Task to carry out |
Set down the whole listing below exactly. The pictures stay out.

Material for this task |
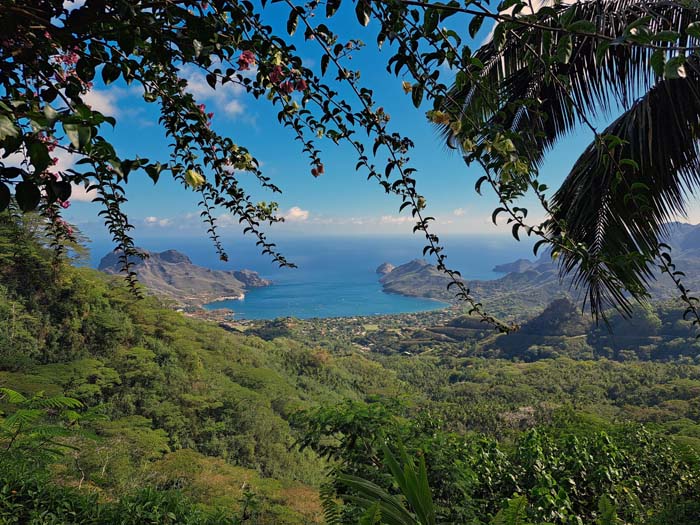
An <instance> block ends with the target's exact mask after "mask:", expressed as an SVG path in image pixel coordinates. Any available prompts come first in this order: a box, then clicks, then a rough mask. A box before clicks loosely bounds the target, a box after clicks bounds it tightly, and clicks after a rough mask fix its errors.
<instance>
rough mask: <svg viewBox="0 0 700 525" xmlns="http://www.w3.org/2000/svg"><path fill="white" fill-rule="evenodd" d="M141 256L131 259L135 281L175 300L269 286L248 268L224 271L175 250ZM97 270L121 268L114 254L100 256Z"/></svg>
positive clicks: (191, 305) (207, 299) (190, 300)
mask: <svg viewBox="0 0 700 525" xmlns="http://www.w3.org/2000/svg"><path fill="white" fill-rule="evenodd" d="M142 251H143V252H144V253H145V254H146V258H144V259H136V260H134V271H135V272H136V274H137V275H138V279H139V282H140V283H141V284H143V285H144V286H145V287H146V288H148V289H149V290H151V291H152V292H153V293H155V294H156V295H159V296H162V297H166V298H168V299H172V300H174V301H176V302H177V303H179V304H182V305H189V306H200V305H202V304H204V303H208V302H211V301H214V300H217V299H220V298H224V297H225V298H235V299H239V298H243V296H244V294H245V291H246V289H248V288H257V287H261V286H269V285H270V284H272V283H271V282H270V281H268V280H266V279H263V278H261V277H260V276H259V275H258V274H257V273H256V272H253V271H252V270H241V271H233V272H227V271H223V270H212V269H210V268H204V267H202V266H198V265H196V264H194V263H192V261H191V260H190V258H189V257H187V256H186V255H185V254H183V253H180V252H178V251H176V250H166V251H164V252H160V253H156V252H148V251H145V250H142ZM99 270H101V271H103V272H105V273H109V274H118V273H120V271H121V268H120V265H119V259H118V257H117V255H116V254H114V253H110V254H107V255H106V256H104V257H103V258H102V260H101V261H100V265H99Z"/></svg>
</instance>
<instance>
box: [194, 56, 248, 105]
mask: <svg viewBox="0 0 700 525" xmlns="http://www.w3.org/2000/svg"><path fill="white" fill-rule="evenodd" d="M180 74H181V76H182V78H184V79H185V80H186V81H187V91H189V92H190V93H192V95H193V96H194V98H195V99H196V100H197V101H199V102H203V103H207V104H210V105H213V106H214V107H213V108H210V109H214V110H217V111H221V112H223V113H224V114H226V115H228V116H230V117H233V116H236V115H240V114H242V113H243V111H244V110H245V106H244V105H243V103H242V102H241V100H240V97H241V95H242V94H243V93H244V91H245V90H244V89H243V88H242V87H241V86H239V85H238V84H234V83H232V82H229V83H227V84H224V85H223V86H221V85H219V86H217V87H216V89H212V87H211V86H210V85H209V84H207V81H206V78H205V75H204V73H203V72H202V71H200V70H199V69H197V68H196V67H194V66H190V65H187V66H184V67H182V68H181V69H180Z"/></svg>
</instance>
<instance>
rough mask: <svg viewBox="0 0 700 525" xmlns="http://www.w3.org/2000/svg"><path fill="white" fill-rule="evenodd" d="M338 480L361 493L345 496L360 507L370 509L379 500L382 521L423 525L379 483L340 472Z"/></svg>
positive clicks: (343, 484) (347, 485)
mask: <svg viewBox="0 0 700 525" xmlns="http://www.w3.org/2000/svg"><path fill="white" fill-rule="evenodd" d="M337 481H338V483H340V484H342V485H345V486H346V487H348V488H350V489H352V490H354V491H355V492H356V493H358V494H359V496H352V495H351V496H345V499H347V500H348V501H350V502H352V503H355V504H356V505H358V506H359V507H361V508H363V509H369V508H370V507H371V506H372V505H374V504H375V503H376V502H379V504H380V506H381V513H382V521H384V522H385V523H386V524H387V525H421V524H420V522H418V521H417V520H416V519H415V517H414V516H413V515H412V514H411V513H410V512H409V511H408V510H407V509H406V508H405V507H404V505H403V503H402V502H401V500H400V499H399V498H398V497H396V496H394V495H392V494H389V493H388V492H387V491H386V490H384V489H383V488H382V487H380V486H379V485H376V484H375V483H372V482H371V481H368V480H366V479H362V478H359V477H356V476H351V475H348V474H340V475H339V476H338V478H337Z"/></svg>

Final answer |
An <instance> block ends with the target's exact mask after "mask:", expressed as an SVG path in image pixel coordinates. Any available prompts come first in this order: a box, then clicks, then a rough mask. A box before clicks loosely bounds the target, a box after clicks bounds it tightly, and clicks after a rough mask fix its errors.
<instance>
rough mask: <svg viewBox="0 0 700 525" xmlns="http://www.w3.org/2000/svg"><path fill="white" fill-rule="evenodd" d="M141 256L131 259L135 281L175 300L269 286L248 268L224 271L175 250ZM97 270L121 268L114 254L100 256Z"/></svg>
positive clicks: (191, 305) (207, 299) (190, 300)
mask: <svg viewBox="0 0 700 525" xmlns="http://www.w3.org/2000/svg"><path fill="white" fill-rule="evenodd" d="M142 251H143V252H144V253H145V254H146V258H144V259H136V260H134V271H135V272H136V274H137V275H138V279H139V282H140V283H141V284H143V285H144V286H145V287H146V288H148V289H149V290H151V291H152V292H153V293H155V294H156V295H159V296H162V297H166V298H168V299H172V300H174V301H176V302H177V303H179V304H182V305H189V306H200V305H202V304H204V303H208V302H211V301H214V300H217V299H220V298H224V297H225V298H235V299H239V298H243V296H244V294H245V291H246V289H248V288H257V287H261V286H269V285H270V284H272V283H271V282H270V281H268V280H266V279H263V278H261V277H260V276H259V275H258V274H257V273H256V272H253V271H252V270H241V271H233V272H227V271H223V270H212V269H210V268H204V267H202V266H198V265H196V264H194V263H192V261H191V260H190V258H189V257H187V256H186V255H185V254H183V253H180V252H178V251H176V250H166V251H164V252H160V253H156V252H148V251H145V250H142ZM99 270H101V271H103V272H105V273H109V274H118V273H120V271H121V268H120V265H119V259H118V257H117V255H116V254H114V253H110V254H107V255H106V256H104V257H103V258H102V260H101V261H100V265H99Z"/></svg>
</instance>
<instance>
box: [194, 56, 248, 105]
mask: <svg viewBox="0 0 700 525" xmlns="http://www.w3.org/2000/svg"><path fill="white" fill-rule="evenodd" d="M180 74H181V76H182V78H184V79H185V80H186V81H187V91H189V92H190V93H192V95H193V96H194V98H195V99H196V100H197V101H199V102H203V103H207V104H210V105H213V106H214V107H213V108H210V109H214V110H217V111H221V112H223V113H224V114H226V115H228V116H230V117H233V116H236V115H240V114H242V113H243V111H244V110H245V106H244V105H243V103H242V102H241V100H240V97H241V95H242V94H243V93H244V91H245V90H244V89H243V88H242V87H241V86H239V85H238V84H234V83H232V82H229V83H227V84H224V85H223V86H221V85H219V86H217V87H216V89H212V87H211V86H210V85H209V84H207V81H206V78H205V75H204V73H203V72H202V71H200V70H199V69H197V68H196V67H194V66H190V65H187V66H184V67H182V68H181V69H180Z"/></svg>
</instance>
<instance>
rough mask: <svg viewBox="0 0 700 525" xmlns="http://www.w3.org/2000/svg"><path fill="white" fill-rule="evenodd" d="M338 480L361 493L345 496L360 507L370 509L379 500L382 521L423 525L379 483L340 472Z"/></svg>
positive clicks: (343, 484) (347, 485)
mask: <svg viewBox="0 0 700 525" xmlns="http://www.w3.org/2000/svg"><path fill="white" fill-rule="evenodd" d="M337 481H338V483H340V484H342V485H345V486H346V487H348V488H350V489H352V490H354V491H355V492H356V493H358V494H359V496H352V495H351V496H345V499H347V500H348V501H350V502H352V503H355V504H356V505H358V506H359V507H361V508H363V509H369V508H370V507H371V506H372V505H374V504H375V503H376V502H379V504H380V506H381V513H382V521H384V522H385V523H386V524H387V525H421V524H420V522H418V521H417V520H416V519H415V517H414V516H413V515H412V514H411V513H410V512H409V511H408V510H407V509H406V508H405V507H404V505H403V503H402V502H401V500H400V499H399V498H398V497H396V496H394V495H392V494H389V493H388V492H387V491H386V490H384V489H383V488H382V487H380V486H379V485H376V484H375V483H372V482H371V481H368V480H366V479H362V478H359V477H356V476H351V475H348V474H340V475H339V476H338V478H337Z"/></svg>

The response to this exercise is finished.